**Textausschnitt:**
....................

Wie abgebrüht sind wir eigentlich schon?
Von Konstantin Wecker | 15.März 2011
immer wieder habe ich versucht etwas zu schreiben in diesen Tagen, immer wieder starrte ich auf das leere Papier, unfähig meine Trauer, meine Wut, meine Zerrissenheit in Worte zu fassen. In solchen Momenten kann ich mich eigentlich nur noch am Klavier ausdrücken. Worte versagen.
Und trotzdem will ich versuchen, euch meine Gedanken und Gefühlsstürme mitzuteilen.
Wie abgebrüht sind wir eigentlich schon – und ich spüre das durchaus an mir selbst -, dass sich manchmal Entsetzen und Sensationslust die Waage halten? Sind wir noch dazu in der Lage, mit den Menschen auf der anderen Seite der Welt aufrichtiges Mitgefühl zu empfinden? Oder ist uns dies bereits abhanden gekommen, verdrängt von Egoismus und Besitzgier, Kaufrausch und Wettbewerb, immer auf der Suche, auch in der schlimmsten Situation noch ein privates Schnäppchen, welcher Art auch immer, zu ergattern?

....................

**Extrahierte Informationen:**
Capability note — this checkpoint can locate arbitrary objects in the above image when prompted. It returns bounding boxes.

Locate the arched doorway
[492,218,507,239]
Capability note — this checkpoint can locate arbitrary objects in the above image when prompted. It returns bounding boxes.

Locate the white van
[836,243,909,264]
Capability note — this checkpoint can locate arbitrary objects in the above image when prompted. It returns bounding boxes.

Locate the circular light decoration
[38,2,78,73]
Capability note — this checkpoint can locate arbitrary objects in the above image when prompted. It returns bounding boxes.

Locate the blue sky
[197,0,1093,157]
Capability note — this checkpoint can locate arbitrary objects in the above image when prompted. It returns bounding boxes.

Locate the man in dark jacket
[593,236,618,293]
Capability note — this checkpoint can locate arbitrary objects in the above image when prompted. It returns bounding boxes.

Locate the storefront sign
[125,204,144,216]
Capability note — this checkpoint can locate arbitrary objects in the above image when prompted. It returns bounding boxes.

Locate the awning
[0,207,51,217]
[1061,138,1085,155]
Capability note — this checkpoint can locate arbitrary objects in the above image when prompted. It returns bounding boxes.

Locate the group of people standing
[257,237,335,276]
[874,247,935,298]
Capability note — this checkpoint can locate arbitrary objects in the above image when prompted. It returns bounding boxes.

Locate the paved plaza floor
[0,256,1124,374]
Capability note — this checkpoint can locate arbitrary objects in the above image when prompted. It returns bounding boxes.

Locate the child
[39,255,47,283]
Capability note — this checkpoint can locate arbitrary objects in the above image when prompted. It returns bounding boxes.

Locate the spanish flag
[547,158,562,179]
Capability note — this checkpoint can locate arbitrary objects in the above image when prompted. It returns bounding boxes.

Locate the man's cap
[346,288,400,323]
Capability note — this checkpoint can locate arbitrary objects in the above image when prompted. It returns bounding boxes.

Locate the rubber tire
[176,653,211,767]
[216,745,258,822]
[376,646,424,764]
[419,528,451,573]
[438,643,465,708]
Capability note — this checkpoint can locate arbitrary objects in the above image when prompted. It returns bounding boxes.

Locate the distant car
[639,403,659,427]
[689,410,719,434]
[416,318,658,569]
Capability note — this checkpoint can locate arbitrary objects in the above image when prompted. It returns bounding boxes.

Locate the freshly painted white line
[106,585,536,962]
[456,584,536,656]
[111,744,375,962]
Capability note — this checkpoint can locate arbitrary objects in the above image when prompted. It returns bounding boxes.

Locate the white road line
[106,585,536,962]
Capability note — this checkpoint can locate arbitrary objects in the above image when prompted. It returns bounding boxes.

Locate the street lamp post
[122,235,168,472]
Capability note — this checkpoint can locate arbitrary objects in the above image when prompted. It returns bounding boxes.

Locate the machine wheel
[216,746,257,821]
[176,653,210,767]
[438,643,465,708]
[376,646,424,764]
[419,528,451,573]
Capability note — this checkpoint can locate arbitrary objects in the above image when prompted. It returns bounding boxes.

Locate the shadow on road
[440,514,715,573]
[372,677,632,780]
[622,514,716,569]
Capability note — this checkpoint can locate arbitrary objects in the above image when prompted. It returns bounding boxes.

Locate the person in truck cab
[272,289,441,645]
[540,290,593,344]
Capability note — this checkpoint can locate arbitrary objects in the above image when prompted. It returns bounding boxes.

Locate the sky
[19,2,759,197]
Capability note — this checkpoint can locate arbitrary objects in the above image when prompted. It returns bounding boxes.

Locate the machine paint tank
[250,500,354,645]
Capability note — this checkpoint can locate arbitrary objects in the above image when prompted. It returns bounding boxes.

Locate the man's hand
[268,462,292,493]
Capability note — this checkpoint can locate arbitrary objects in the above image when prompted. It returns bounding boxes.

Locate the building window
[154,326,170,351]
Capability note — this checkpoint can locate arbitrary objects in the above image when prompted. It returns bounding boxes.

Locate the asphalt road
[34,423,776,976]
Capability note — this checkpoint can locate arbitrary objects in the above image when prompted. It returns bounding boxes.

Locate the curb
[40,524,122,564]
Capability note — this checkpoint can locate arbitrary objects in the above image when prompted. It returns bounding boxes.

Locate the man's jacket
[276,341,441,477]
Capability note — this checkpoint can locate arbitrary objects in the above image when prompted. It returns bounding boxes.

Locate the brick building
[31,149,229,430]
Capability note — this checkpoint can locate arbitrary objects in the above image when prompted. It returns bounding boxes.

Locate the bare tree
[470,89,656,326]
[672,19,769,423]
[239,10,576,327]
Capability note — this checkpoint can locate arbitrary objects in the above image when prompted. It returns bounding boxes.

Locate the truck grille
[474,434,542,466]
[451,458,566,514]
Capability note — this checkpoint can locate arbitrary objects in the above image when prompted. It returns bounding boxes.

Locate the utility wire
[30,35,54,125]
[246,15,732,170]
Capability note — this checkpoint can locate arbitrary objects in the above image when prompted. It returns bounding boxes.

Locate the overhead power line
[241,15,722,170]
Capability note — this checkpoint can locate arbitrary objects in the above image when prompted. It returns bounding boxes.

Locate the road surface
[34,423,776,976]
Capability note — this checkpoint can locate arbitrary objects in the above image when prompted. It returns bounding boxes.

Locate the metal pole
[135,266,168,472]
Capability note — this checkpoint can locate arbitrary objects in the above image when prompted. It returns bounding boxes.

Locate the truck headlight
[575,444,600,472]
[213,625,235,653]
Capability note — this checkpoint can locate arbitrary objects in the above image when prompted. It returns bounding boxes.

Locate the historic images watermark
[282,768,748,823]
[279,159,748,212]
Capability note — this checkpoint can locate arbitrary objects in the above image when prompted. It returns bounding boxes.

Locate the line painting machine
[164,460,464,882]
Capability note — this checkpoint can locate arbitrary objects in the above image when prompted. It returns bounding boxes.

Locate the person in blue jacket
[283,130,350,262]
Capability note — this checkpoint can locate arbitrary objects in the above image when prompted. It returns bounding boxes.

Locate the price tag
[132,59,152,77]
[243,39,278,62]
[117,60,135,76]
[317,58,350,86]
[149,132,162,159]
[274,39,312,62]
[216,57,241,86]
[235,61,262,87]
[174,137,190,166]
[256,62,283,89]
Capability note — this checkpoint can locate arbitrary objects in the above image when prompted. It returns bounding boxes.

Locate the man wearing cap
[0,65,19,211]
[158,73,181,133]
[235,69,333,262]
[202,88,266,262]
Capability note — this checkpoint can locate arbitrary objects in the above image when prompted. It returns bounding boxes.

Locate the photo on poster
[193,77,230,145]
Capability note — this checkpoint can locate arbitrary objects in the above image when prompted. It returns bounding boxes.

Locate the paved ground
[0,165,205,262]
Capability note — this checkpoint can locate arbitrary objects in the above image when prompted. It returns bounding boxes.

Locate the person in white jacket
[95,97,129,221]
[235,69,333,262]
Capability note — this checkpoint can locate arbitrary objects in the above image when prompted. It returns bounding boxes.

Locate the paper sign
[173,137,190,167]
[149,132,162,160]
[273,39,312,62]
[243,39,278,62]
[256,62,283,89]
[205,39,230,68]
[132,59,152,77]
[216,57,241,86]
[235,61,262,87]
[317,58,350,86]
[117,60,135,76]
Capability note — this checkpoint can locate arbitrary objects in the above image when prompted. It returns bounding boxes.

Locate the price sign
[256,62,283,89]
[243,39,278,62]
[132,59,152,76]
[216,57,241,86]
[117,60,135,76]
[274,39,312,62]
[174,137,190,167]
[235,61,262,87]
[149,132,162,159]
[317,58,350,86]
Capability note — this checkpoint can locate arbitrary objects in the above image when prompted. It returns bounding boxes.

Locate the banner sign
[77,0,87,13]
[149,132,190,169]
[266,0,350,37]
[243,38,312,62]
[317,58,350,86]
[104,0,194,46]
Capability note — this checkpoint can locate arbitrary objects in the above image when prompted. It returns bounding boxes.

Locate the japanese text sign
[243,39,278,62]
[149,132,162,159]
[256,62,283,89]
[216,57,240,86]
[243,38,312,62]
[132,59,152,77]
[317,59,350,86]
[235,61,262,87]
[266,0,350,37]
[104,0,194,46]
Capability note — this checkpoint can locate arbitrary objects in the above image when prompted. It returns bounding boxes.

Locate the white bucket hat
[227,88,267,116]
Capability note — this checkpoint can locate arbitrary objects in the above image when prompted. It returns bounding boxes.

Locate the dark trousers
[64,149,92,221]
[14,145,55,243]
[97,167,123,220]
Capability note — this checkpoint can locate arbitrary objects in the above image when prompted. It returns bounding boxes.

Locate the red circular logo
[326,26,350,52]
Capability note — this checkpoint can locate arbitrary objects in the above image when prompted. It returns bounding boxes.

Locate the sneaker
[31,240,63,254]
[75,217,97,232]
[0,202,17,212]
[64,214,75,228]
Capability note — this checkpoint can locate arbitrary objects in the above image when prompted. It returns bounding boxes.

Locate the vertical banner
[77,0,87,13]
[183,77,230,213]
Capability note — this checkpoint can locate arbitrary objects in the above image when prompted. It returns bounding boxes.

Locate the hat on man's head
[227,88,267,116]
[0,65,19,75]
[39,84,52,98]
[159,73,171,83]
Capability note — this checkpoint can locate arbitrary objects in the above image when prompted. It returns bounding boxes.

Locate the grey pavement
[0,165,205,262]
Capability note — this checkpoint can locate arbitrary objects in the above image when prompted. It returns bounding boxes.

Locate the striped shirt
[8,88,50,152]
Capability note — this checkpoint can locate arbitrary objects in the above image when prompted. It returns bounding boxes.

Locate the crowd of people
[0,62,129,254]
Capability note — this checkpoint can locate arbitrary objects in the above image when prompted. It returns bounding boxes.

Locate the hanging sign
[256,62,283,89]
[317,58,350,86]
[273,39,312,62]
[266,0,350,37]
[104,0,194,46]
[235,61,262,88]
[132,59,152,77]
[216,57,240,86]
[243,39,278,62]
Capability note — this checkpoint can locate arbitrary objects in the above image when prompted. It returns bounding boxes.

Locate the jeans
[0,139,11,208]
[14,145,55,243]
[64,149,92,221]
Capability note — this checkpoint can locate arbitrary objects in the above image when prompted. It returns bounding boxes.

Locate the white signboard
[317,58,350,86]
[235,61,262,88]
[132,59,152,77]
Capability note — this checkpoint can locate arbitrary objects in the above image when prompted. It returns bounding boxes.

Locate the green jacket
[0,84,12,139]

....................

**Aufgabenliste:**
**1.** Wo kann sich Konstantin Wecker laut dem Textausschnitt in solchen Momenten nur noch ausdrücken?
**2.** Setzen Sie den Text über Abgebrühtheit und Mitgefühl im Anschluss an seinen letzten Satz fort.

**Lösungen:**
**1.** Nur noch am Klavier.

**2.**
Können wir angesichts dessen, was sich hier vor unser aller Augen ereignet, überhaupt noch zur privaten Tagesordnung übergehen, gemütlich beim Italiener ein Glas Wein trinken und uns am aufkeimenden Frühling erfreuen? Oder sollten wir genau dies tun angesichts eines Geschehens, das uns deutlicher als je zuvor die Vergänglichkeit unseres menschlichen Daseins vor Augen führt?
Manchmal, wenn es mir gelingt, mich tief in mich zu versenken, dann spüre ich diese Verbundenheit, spüre sie nicht nur in Gedanken, sondern im Herzen, genau da, wo die Empathie mit allem Lebendigen nun mal zu Hause ist. Dann aber frage ich mich wieder, ob das nicht auch nur Gedankenkonstrukte sind, eine Art rationale Verbundenheit mit dem Leid der anderen, ohne wirklich daran beteiligt zu sein. Wir müssen höllisch aufpassen, dass dieses Mitfühlen nicht einfach nur zu einem Lippenbekenntnis wird, wie ich es bei vielen Politikern und Wirtschaftsführern vermute. Vielleicht berührt uns das Leid der anderen nur deshalb, weil es uns selbst Unannehmlichkeiten bereitet: unser Wohlstand scheint gefährdet, wir werden uns einschränken müssen, Pfründe und Wahlen könnten verloren gehen.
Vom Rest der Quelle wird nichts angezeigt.